Source excerpt ▸
So, I'm struggling to write due to lackluster reception, and I can't get a reception without writing new material, which nets me a lackluster reception, which makes writing harder to want to do, etc.

Maybe I should just go ahead and cancel WRTMI. Considering it takes me months per chapter, I'm exceptionally doubtful I'll ever finish it. Most of it is there in my head, but I'm too goddamn anxious to devote myself to writing out of a fear that I'm not going to reach any audience beyond about 10 very devoted followers—which I am super grateful for, please don't misunderstand me. But with each passing day, I lose more readers, and a story this large is nearly impossible to hook newcomers on. Every time I think about big things I know that are coming up that mean a great deal to me due to emotional investment, I keep asking myself 'is anyone even going to remember these characters? That event? That chapter?'. Those are the thoughts that keep me closing the document and I can't stop them, because I believe them.

I can't keep asking people to reread a full novel every time a new chapter takes 8 months to write, just so they remember what the hell is going on. Maybe the naysayers were right, and moving the fic into the plot for Act 2 made it too big for me to handle. And if I try to write something else, I curse myself for leaving all those who are anxiously awaiting another WRTMI update and I go back, only to come up short again. Over and over. Because I want to be successful. I'm still trying to 'break into' FIMFic, because I've almost been here 2 years and I've accomplished virtually nothing compared to the time frame. My fucking clopfics still have more views than the first chapter of WRTMI. (Is that it the answer? Clop?) Is a megaproject like WRTMI just holding me back because I'm not a good enough author to do it justice?

I really don't know what my next move is going to be. And that's fucking frightening. With my life, with my finances, with my writing, with myself, I don't know what my next move is.

Comments ( 35 )

It kind of comes off as though you no longer write out of love, but for attention. That might be the trap you put yourself in.

Sorry to hear you are in such a place. To be honest it sounds like you are afraid of rejection. You say your audience is 10 loyal people and you are referencing to your first chapter of WRTMI. I know from stats that you need to consider everything. So take a deep breath and look at your other stories. Don't compare the bad and the worst, because that doesn't help. Then I want to you make friends. Do you have a lot of friends out side of FIM. If you do then great. Spend some time with them. We all understand about late updates. I got two updates recently that took over a year for the author to respond. I guess what I'm trying to say is, don't compare the bad and the good. Instead focus on the whole and then try to get yourself happy. That may help your spark.

This is going to be one of those things where I start rambling again, isn't it?

First of, I still think you should have made that story two stories. The first quarter, the competition, training and show with Soarin is a very good romance story that has almost nothing in common with everything that comes after it. It's a prequel and it's a good prequel, and that's exactly what it should be to the other story you tell. (Given, you did it better than "My Roommate is a Vampire", but in my subjective opinion that story is the worst example on stitching two stories together)

That said, I did enjoy the story. I read it when it was already (nearly) as long as it is now, and I don't think I got actually bored at any point during the story. It inspired me to take the Anubi race into my headcanon, so chances are I will be making obscure half-references to your story in years to come. Congratulations.

Directive ▸
Continue the writer's blog post about losing readers and its comment thread, starting after the last sentence shown.

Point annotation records

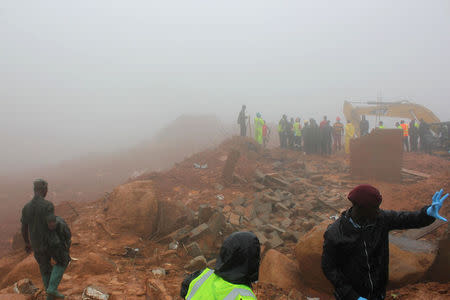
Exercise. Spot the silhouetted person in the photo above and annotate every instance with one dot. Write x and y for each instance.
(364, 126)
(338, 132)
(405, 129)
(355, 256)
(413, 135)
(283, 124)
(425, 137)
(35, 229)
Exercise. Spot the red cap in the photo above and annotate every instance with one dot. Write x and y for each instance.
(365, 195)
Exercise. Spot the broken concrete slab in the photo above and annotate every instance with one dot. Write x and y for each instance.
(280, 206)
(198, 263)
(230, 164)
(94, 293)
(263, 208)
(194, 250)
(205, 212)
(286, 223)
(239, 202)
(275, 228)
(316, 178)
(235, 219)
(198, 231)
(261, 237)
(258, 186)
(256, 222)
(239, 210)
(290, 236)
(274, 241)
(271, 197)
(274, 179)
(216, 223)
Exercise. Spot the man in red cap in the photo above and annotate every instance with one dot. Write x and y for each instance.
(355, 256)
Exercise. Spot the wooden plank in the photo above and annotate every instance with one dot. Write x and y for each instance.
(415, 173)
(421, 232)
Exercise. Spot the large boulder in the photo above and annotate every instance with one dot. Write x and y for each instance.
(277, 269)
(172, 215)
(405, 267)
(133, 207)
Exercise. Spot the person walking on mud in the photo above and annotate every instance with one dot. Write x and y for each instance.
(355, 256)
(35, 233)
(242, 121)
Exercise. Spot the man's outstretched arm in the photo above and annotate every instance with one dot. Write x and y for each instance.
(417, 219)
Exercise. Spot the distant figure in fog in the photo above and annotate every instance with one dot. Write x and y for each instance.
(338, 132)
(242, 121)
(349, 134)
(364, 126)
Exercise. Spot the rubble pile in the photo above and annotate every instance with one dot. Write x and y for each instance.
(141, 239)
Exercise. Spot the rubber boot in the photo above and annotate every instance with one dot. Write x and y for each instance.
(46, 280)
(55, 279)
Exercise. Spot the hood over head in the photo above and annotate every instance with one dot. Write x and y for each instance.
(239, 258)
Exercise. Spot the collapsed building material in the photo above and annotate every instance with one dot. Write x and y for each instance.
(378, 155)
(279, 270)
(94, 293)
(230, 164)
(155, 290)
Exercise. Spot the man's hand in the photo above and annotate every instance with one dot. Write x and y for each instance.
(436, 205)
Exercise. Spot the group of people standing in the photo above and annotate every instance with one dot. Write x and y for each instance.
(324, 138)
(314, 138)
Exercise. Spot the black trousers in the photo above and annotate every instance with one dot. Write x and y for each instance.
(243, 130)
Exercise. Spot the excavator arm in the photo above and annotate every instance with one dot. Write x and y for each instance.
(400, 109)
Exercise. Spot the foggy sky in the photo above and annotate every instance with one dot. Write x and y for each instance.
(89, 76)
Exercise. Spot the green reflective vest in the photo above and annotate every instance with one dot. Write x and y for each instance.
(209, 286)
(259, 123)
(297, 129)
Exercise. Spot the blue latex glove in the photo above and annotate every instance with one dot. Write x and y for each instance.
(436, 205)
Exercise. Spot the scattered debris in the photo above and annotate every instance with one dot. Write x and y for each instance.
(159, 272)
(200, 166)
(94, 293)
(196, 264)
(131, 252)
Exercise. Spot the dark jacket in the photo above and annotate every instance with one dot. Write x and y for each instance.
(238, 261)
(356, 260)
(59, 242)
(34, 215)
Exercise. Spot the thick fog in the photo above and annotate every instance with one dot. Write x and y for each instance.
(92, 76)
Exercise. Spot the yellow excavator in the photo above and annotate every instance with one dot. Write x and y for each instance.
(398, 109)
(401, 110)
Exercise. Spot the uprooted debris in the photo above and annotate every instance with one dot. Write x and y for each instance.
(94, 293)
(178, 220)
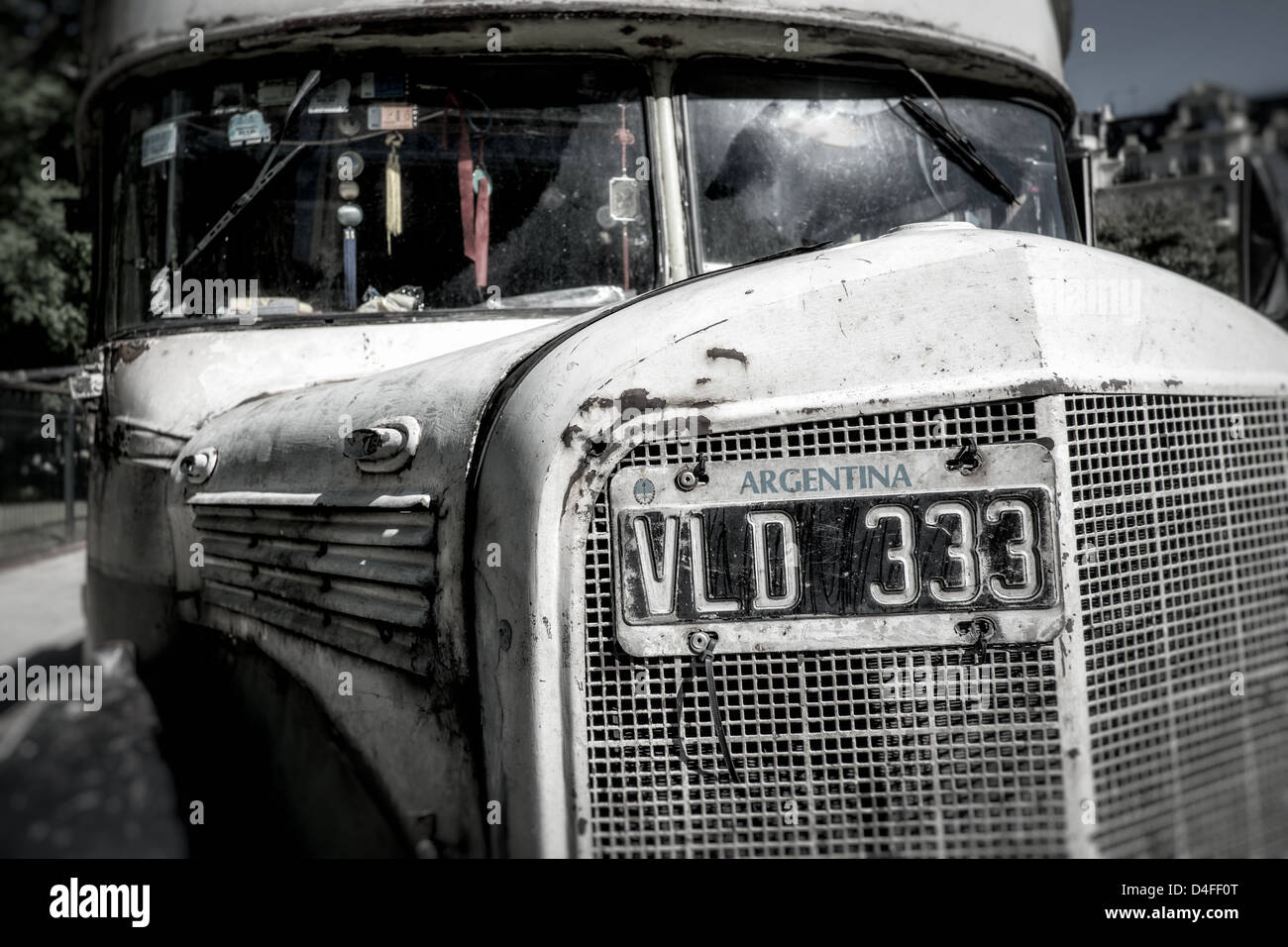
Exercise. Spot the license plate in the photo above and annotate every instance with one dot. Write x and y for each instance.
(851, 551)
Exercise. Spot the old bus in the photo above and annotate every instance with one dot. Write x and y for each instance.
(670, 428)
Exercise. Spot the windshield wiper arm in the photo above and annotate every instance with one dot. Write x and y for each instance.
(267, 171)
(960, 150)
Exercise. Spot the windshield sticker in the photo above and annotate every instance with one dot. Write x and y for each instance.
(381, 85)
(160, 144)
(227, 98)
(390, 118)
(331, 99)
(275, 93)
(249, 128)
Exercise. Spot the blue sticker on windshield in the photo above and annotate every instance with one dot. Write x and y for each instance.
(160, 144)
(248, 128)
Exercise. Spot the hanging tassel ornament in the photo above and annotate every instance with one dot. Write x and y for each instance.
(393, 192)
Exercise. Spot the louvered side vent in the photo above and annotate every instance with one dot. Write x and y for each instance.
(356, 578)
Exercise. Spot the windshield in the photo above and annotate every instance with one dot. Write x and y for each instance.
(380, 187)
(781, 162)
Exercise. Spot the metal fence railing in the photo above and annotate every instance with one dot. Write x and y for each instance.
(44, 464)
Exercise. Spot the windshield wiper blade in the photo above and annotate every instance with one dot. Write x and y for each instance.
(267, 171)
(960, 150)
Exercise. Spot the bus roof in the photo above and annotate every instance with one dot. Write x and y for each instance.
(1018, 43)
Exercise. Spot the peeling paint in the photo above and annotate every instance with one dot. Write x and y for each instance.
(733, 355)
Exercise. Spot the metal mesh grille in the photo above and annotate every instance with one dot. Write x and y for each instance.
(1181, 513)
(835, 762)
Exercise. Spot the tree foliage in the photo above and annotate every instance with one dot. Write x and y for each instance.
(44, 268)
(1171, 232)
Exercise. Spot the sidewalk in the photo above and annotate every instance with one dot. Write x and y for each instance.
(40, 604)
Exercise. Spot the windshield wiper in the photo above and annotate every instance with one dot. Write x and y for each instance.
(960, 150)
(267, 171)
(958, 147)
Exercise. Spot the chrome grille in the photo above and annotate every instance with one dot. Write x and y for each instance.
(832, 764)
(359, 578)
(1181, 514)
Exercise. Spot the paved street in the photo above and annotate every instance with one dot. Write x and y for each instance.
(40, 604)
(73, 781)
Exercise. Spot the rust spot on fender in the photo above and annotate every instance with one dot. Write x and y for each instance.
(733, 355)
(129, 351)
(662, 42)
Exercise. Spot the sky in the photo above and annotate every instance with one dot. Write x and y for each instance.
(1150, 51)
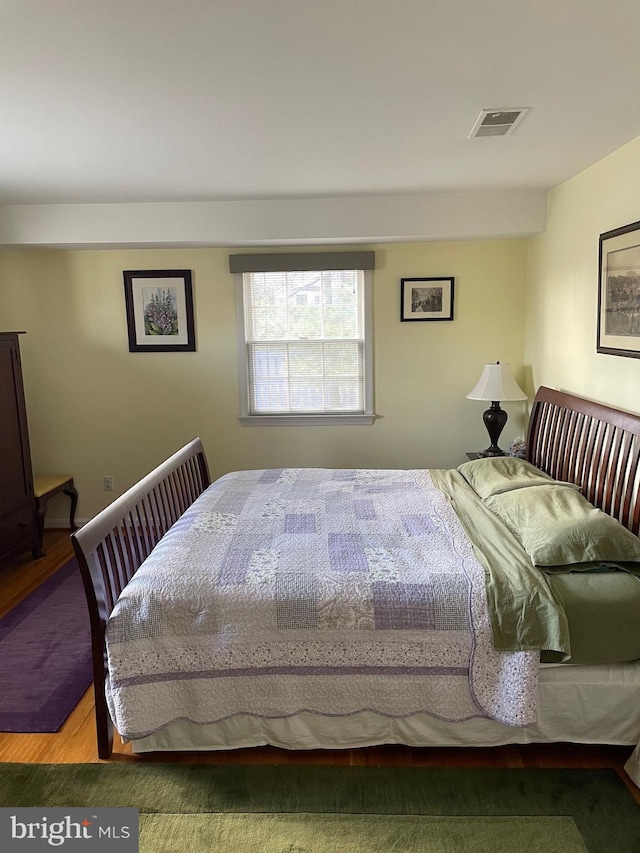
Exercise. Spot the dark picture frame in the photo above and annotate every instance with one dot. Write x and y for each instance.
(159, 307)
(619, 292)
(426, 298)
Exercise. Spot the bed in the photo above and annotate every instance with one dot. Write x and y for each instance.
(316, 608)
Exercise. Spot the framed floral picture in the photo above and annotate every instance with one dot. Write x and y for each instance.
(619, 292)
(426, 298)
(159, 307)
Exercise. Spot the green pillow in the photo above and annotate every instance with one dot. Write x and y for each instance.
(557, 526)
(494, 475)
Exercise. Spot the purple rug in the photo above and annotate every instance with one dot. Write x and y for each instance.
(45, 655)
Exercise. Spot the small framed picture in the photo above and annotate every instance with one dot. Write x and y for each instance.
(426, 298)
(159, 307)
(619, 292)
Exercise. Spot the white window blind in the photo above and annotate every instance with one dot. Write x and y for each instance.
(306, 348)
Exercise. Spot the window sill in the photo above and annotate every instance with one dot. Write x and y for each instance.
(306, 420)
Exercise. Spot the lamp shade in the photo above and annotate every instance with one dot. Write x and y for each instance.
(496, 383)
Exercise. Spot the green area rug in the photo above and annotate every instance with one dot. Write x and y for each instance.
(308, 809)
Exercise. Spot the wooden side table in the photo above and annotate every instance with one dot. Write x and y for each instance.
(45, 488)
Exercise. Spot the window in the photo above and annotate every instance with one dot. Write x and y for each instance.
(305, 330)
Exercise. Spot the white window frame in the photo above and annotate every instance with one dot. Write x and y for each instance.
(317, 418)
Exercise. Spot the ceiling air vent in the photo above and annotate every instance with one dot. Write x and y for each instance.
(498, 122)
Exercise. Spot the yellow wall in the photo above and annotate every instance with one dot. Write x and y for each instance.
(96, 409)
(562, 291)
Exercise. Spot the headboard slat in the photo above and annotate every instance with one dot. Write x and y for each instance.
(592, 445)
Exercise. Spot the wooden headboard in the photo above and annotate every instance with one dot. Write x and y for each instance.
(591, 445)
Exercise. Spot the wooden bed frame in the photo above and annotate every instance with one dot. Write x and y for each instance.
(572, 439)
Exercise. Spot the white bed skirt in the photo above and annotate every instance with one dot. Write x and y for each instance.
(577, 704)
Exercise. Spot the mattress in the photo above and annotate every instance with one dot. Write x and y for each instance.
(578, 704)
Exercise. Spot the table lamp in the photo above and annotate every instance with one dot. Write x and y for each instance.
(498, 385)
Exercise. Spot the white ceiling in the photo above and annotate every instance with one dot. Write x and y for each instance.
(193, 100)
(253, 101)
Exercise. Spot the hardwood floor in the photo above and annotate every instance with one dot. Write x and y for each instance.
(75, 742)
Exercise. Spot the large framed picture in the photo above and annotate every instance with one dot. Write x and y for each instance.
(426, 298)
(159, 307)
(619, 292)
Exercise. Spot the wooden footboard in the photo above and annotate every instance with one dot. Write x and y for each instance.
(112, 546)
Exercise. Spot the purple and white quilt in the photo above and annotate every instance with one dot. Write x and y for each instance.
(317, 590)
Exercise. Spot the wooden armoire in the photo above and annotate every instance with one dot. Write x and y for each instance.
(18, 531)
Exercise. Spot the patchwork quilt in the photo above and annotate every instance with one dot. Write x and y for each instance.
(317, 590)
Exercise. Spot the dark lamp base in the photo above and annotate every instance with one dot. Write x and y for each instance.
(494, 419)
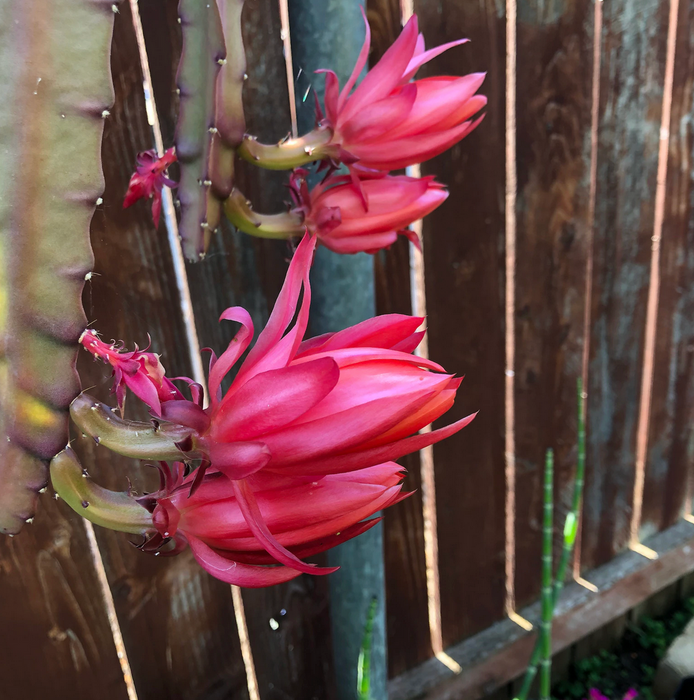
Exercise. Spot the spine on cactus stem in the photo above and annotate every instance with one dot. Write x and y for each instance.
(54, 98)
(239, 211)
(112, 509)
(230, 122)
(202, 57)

Task response ▸
That's not to say the story couldn't use a good summary for all the people who did read it. It's already starting to get slightly fuzzy in my memory, and it's not like the major happenings would take that long to count down (especially when you can summarize the first quarter with "Soarin and Rainbow are dating now").

Whether you do all that or not, here's my final piece of advice: Write something else. Don't cancel the story, put it on Hiatus. But write something else in the meantime. One-shots, Slice Of Life, Comedy, Puns... Join the "write-off" group if you feel like it. Few people enjoy writing gritty death and gore on characters they love, and everyone can use a break from that now or then. In two months you might feel inspired enough to jump back in the game.
(Also, get someone to repeatedly nag or kick your flank if you fail to write something you promised to write, or fail to write in general. It helps. I think. I really need someone like that for myself.)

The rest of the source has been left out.